Black Coat Press, coll. "Rivière blanche", 2011, 408 p.

ISBN : 978-1-61227-013-5

La collection Fusée de Rivière blanche, assurément une des meilleures de cette maison d’édition, s’enrichit d’une anthologie regroupant quinze nouvelles, publiées dans la première vie de la revue Galaxies, de 1996 à 2007. Les auteurs retenus sont tous francophones, et les deux anthologistes ont pris le soin de privilégier des textes qui n’étaient pas nécessairement disponibles dans d’autres recueils récemment publiés.
« Partage », de Thierry Lévi-Abégnoli, est sans doute un des plus durs : cette histoire de deux spationautes, seuls survivants de la première base martienne, contraints de pratiquer le cannibalisme pour survivre, est d’autant plus frappante qu’elle se déroule sous le sceau d’un certain naturel, avec une chute coup de poing. Une réflexion sur la survie qui ne peut laisser indifférent. Les nouvelles de Sylvie Lainé et Richard Canal se complètent admirablement, la luminosité de la première contrebalançant la noirceur du second. « Un signe de Setty » offre en effet, derrière des images séduisantes, une vision plutôt positive du virtuel, comme une possible ouverture vers l’altérité radicale, tandis que « http://www.cs.starsong » privilégie un propos nettement plus hard-science et inquiétant sur le risque de l’internet, avec en prime une vie extra-terrestre à la nature stimulante. On pourrait d’ailleurs en rapprocher « Une voix dans sa Cité-Mémoire », de Marie-Pierre Najman, une concrétisation intéressante de cette énigme qu’est la mémoire humaine, pour une morale condamnant la vacuité professionnelle au profit d’émotions pleinement humaines. Enfin, « Synesthésie » d’Olivier Paquet est sans aucun doute un des plus beaux textes du recueil, une écriture esthétisante au profit d’un message d’ouverture à l’autre qui ne tombe jamais dans le pathos ou le sirupeux.
__________________________________________________
OBJECTIF: D'après la critique, combien de nouvelles l'anthologie regroupe-t-elle, et dans quelle revue ont-elles paru ? La liste qui suit n'a aucun lien avec la critique.

Enregistrements de données:
__________________________________________________
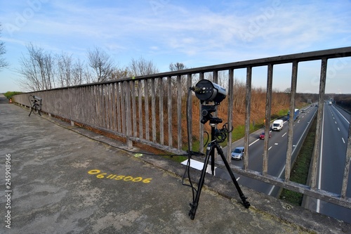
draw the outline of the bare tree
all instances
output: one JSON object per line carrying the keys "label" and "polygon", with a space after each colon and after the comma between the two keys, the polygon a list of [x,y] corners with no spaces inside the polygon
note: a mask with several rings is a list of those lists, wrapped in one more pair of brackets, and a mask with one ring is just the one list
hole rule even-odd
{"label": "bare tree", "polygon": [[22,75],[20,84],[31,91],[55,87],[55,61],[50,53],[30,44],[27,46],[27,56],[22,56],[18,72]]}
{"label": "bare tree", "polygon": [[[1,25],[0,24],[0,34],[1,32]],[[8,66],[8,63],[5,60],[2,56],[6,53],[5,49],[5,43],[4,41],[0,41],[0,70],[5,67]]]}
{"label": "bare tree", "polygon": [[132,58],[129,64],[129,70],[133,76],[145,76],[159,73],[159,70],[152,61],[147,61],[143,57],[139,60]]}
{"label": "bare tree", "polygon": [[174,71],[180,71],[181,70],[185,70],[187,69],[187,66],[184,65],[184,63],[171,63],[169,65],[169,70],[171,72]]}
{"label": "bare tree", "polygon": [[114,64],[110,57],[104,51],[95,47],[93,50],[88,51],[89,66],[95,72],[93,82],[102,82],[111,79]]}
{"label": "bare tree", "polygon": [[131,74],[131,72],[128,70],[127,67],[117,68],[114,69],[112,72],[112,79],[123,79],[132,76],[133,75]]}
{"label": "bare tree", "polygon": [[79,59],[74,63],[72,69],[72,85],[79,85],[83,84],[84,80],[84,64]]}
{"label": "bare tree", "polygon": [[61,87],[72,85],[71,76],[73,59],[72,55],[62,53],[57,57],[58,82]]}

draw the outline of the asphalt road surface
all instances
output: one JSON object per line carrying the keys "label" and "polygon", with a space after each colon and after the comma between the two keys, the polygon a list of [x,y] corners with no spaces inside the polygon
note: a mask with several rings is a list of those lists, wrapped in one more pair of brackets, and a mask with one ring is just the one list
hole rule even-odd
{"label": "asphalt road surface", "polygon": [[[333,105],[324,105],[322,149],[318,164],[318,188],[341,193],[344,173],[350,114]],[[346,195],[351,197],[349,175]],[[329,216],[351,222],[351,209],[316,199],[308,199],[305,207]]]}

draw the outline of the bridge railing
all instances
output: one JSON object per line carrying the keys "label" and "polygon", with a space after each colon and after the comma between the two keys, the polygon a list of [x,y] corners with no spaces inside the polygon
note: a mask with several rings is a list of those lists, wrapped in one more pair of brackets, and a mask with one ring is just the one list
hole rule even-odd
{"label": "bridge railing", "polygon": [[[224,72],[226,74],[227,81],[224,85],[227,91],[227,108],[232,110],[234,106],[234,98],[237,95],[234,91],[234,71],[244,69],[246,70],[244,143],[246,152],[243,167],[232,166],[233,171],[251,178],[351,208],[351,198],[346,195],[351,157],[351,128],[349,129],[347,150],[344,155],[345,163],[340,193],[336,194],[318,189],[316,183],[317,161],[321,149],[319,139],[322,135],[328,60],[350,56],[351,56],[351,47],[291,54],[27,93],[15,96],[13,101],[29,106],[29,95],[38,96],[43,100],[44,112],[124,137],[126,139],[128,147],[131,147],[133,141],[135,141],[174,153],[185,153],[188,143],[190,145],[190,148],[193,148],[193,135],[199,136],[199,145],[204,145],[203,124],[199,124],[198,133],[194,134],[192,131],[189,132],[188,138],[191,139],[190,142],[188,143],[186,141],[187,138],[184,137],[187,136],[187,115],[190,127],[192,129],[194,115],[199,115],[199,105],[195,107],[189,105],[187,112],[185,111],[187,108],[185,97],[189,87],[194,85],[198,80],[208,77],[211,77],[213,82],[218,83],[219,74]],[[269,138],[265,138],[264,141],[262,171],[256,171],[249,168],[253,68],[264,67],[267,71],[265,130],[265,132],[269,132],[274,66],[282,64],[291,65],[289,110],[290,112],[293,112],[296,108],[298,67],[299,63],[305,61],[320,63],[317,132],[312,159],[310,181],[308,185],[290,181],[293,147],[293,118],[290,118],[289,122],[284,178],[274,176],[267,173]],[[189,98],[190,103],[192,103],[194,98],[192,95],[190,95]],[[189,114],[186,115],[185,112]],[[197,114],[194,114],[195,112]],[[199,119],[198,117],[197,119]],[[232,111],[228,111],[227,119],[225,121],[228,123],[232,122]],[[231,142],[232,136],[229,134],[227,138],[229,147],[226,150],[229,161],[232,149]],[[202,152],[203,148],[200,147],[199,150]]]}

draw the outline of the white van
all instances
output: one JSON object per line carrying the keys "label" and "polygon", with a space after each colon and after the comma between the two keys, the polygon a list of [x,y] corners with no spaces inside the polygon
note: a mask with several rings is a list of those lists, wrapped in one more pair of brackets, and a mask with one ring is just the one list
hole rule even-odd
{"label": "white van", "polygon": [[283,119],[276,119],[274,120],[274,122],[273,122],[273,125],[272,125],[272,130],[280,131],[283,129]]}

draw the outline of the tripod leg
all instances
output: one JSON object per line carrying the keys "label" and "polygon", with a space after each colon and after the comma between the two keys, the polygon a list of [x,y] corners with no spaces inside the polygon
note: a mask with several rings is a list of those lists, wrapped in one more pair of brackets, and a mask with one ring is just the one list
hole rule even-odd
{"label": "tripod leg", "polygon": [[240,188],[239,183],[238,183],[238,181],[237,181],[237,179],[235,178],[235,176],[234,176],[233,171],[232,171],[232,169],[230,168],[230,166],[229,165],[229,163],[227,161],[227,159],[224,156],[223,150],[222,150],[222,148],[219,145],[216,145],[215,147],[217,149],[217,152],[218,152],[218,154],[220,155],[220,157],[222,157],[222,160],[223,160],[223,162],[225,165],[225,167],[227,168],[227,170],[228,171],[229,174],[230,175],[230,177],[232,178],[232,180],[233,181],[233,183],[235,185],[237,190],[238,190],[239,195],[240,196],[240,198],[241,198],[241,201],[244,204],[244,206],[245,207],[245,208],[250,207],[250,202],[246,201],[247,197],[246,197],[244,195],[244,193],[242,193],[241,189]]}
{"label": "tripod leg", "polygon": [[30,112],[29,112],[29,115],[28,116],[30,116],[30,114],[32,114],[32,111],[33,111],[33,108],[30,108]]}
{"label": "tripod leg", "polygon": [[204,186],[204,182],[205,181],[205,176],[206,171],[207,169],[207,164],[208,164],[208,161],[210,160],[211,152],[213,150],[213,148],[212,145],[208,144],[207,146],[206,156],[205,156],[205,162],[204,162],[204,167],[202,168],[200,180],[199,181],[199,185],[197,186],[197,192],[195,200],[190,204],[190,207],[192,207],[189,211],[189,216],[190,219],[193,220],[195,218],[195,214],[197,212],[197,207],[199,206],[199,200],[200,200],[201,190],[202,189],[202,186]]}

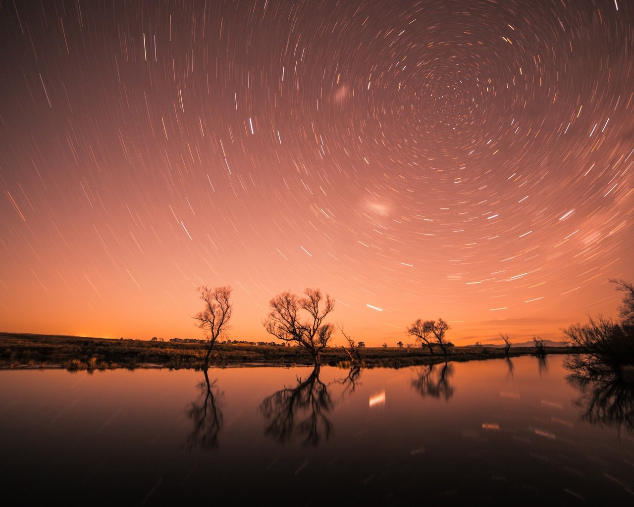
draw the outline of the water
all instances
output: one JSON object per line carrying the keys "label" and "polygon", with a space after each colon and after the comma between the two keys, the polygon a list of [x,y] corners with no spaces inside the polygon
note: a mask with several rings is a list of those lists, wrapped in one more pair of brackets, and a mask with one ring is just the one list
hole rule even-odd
__________________________________________________
RÉPONSE: L'anthologie regroupe quinze nouvelles parues dans la revue Galaxies.